Assigned task = Set out exactly every line of the entries below, starting at the line that holds "Pretty please, detect the striped leggings" and stopping after the line that holds "Pretty please, detect the white artificial".

Information section start

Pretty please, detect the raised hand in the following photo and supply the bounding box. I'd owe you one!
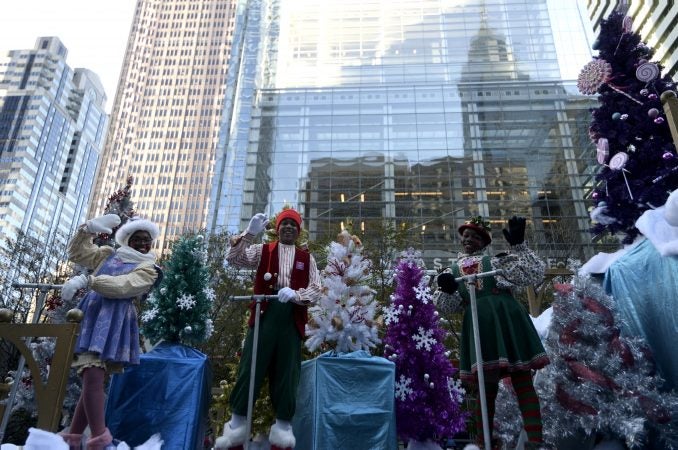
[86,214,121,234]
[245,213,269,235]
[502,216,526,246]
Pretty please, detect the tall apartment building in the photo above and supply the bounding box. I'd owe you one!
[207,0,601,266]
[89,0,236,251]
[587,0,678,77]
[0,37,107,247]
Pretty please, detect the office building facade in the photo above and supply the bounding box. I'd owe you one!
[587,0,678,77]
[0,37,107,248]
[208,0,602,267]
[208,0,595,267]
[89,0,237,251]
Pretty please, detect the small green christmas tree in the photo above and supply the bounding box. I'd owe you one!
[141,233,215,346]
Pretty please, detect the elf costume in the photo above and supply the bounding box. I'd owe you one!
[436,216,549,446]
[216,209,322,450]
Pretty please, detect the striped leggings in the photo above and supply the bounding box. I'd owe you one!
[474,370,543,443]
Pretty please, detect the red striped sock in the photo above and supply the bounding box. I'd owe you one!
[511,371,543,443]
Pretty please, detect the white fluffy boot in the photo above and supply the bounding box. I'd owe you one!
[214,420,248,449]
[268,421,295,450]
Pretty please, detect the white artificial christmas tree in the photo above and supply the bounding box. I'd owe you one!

Information section end
Information section start

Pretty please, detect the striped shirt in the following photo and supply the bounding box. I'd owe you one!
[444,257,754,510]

Information section end

Response area =
Pretty please, detect the striped leggings in the photo above and supply the bounding box. I'd owe you one!
[474,370,543,443]
Pretty please, detect the red striped sock in the photo above and supply the bounding box. I'd owe you one!
[511,371,543,443]
Pretty please, detect the white fluffy boot in the photo above and supply the bounding box. I'd owe you one!
[214,420,248,449]
[268,421,295,450]
Pretty please, detect the white artificial christmas tree in the photo above and supply the bounding box. I'd owe you one!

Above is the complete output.